--- BEGIN Task data ---

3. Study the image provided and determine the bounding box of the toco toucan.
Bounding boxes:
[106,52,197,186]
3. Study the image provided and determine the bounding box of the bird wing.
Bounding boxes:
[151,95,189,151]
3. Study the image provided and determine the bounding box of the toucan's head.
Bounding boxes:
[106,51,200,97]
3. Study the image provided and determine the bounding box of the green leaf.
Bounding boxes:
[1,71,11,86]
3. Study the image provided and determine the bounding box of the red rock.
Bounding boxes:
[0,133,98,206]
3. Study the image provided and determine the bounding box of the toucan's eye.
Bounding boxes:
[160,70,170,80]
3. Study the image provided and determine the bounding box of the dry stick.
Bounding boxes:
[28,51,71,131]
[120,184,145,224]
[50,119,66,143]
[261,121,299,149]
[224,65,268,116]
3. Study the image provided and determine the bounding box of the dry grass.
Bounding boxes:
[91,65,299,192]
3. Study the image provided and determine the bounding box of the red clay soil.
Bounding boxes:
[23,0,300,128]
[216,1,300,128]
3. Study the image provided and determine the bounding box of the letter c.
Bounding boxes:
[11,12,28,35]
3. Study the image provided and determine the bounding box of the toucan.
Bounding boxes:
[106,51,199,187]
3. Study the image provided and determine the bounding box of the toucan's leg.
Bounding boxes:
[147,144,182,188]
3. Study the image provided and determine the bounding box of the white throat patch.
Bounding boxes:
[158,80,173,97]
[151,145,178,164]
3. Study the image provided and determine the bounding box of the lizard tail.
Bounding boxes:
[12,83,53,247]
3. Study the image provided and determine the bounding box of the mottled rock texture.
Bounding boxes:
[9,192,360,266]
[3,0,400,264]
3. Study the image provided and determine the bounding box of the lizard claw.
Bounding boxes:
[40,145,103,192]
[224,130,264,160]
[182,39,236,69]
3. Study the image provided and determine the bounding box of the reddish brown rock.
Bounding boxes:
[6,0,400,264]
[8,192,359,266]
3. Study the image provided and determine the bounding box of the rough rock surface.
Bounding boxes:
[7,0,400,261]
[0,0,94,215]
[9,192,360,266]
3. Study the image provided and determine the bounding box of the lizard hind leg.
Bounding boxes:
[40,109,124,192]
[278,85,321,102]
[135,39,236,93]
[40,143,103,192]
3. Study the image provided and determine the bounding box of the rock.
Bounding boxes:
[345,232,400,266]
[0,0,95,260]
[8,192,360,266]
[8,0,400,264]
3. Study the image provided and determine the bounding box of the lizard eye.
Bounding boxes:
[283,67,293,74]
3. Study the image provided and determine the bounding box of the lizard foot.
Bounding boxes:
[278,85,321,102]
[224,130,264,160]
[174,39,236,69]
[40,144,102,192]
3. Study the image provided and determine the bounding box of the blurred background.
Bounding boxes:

--- END Task data ---

• [What is required]: Pull out every line in the listing that contains the string "stick", and copy each one in full.

• [Answer for the task]:
3. Study the image provided and determine the bounding box of the dry stick.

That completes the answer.